What you need to do
**a.** Reproduce the listing verbatim, starting at the line that contains "You are given a photograph. For the bush" and running through its final line.
**b.** Resume the mailing-list thread about cross-data centre DFS communication from the point where it stops.

Text block
++++++++++++++++++++
You are viewing a plain text version of this content. The canonical link for it is here.
Posted to common-user@hadoop.apache.org by Miles Osborne <mi...@inf.ed.ac.uk> on 2008/02/28 11:43:31 UTC

Cross-data centre DFS communication?

Currently, we have the following setup:

--cluster A, running Nutch: small RAM per node

--cluster B, just running Hadoop:  lots of RAM per node

At some point in the future we will want cluster B to talk to cluster A, and
ideally this should be DFS-to-DFS

Is this possible?  Or do we need to do something like:

Cluster A --> Unix filesystem --> Cluster B

via hadoop dfs -cat / -put operations etc

Thanks

Miles

-- 
The University of Edinburgh is a charitable body, registered in Scotland,
with registration number SC005336.

Re: Cross-data centre DFS communication?

Posted by Steve Sapovits <ss...@invitemedia.com>.
++++++++++++++++++++
(Stored entries)
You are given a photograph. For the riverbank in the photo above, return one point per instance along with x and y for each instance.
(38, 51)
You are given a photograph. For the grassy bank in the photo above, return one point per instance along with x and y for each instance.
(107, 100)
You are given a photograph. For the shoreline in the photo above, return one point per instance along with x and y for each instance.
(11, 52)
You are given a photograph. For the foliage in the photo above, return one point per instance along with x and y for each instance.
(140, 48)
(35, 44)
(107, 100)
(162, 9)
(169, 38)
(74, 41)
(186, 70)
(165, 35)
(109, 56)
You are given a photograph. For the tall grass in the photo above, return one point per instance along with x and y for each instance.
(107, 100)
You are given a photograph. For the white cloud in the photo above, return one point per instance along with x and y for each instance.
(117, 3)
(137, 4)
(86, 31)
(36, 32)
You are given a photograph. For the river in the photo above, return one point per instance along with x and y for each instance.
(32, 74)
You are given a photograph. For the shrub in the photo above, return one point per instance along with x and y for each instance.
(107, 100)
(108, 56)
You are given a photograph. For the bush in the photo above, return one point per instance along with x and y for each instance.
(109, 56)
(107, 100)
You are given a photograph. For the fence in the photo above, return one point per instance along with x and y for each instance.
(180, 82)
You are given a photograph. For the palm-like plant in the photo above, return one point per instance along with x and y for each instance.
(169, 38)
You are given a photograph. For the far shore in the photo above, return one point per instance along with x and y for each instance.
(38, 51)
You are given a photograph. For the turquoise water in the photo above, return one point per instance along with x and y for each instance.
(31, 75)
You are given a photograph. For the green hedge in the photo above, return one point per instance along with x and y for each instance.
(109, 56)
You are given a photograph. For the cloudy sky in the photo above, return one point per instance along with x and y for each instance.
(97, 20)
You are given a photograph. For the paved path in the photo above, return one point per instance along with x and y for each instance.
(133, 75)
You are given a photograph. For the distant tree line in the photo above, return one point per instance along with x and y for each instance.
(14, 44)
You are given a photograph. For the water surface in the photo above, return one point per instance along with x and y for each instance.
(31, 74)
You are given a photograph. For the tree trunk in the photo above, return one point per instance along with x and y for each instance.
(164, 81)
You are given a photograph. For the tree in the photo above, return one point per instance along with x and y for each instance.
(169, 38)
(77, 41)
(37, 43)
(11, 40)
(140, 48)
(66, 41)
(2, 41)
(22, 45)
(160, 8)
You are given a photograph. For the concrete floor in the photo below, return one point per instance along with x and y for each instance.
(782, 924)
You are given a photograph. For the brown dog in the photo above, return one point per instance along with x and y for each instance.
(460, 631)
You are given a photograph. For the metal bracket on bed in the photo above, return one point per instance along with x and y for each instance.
++++++++++++++++++++
Expected responses
**a.**
You are given a photograph. For the bush in the photo above, return one point per instance along with x and y for each instance.
(109, 56)
(107, 100)
You are given a photograph. For the fence in the photo above, return one point per instance along with x and y for each instance.
(180, 82)
You are given a photograph. For the palm-like plant in the photo above, return one point per instance along with x and y for each instance.
(169, 38)
You are given a photograph. For the far shore in the photo above, return one point per instance along with x and y for each instance.
(38, 51)
You are given a photograph. For the turquoise water in the photo above, return one point per instance along with x and y for each instance.
(31, 75)
You are given a photograph. For the green hedge in the photo above, return one point per instance along with x and y for each instance.
(109, 56)
You are given a photograph. For the cloudy sky in the photo above, return one point per instance along with x and y for each instance.
(97, 20)
You are given a photograph. For the paved path in the photo above, return one point per instance along with x and y for each instance.
(133, 75)
You are given a photograph. For the distant tree line in the photo above, return one point per instance along with x and y for each instance.
(14, 44)
You are given a photograph. For the water surface in the photo above, return one point per instance along with x and y for each instance.
(31, 74)
You are given a photograph. For the tree trunk in the photo above, return one point per instance along with x and y for each instance.
(164, 81)
You are given a photograph. For the tree in the photo above, return one point per instance along with x and y for each instance.
(169, 38)
(77, 41)
(37, 43)
(11, 40)
(140, 48)
(66, 41)
(2, 41)
(22, 45)
(160, 8)
You are given a photograph. For the concrete floor in the photo below, return one point per instance along with x and y for each instance.
(782, 924)
You are given a photograph. For the brown dog in the photo above, return one point per instance along with x and y for each instance.
(460, 631)
You are given a photograph. For the metal bracket on bed in the photo above, return one point per instance along with x and y for each instance.

**b.**
Owen O'Malley wrote:

> Sure, the info server on the name node of HDFS has a read-only interface 
> that lists directories in xml and allows the client to read files over 
> http. There is a FileSystem implementation that provides the client side 
> interface to the xml/http access.
> 
> To use it, you need a path with hftp as the protocol:
> hadoop distcp hftp://namenode1:50070/foo/bar hdfs://namenode2:8020/foo

Very useful.  Thanks.

-- 
Steve Sapovits
Invite Media  -  http://www.invitemedia.com
ssapovits@invitemedia.com


Re: Cross-data centre DFS communication?

Posted by Owen O'Malley <oo...@yahoo-inc.com>.
On Feb 28, 2008, at 8:20 AM, Steve Sapovits wrote:

> Can you further explain the hftp part of this?  I'm not familiar  
> with that. We have a similar need to go cross-data center.

Sure, the info server on the name node of HDFS has a read-only  
interface that lists directories in xml and allows the client to read  
files over http. There is a FileSystem implementation that provides  
the client side interface to the xml/http access.

To use it, you need a path with hftp as the protocol:
hadoop distcp hftp://namenode1:50070/foo/bar hdfs://namenode2:8020/foo


> In an earlier post it
> was suggested that there was no map/reduce model for that so this
> sounds more like what we're looking for.

It isn't a good idea to run map/reduce jobs across clusters, so you  
usually need to copy the data locally.

-- Owen

Re: Cross-data centre DFS communication?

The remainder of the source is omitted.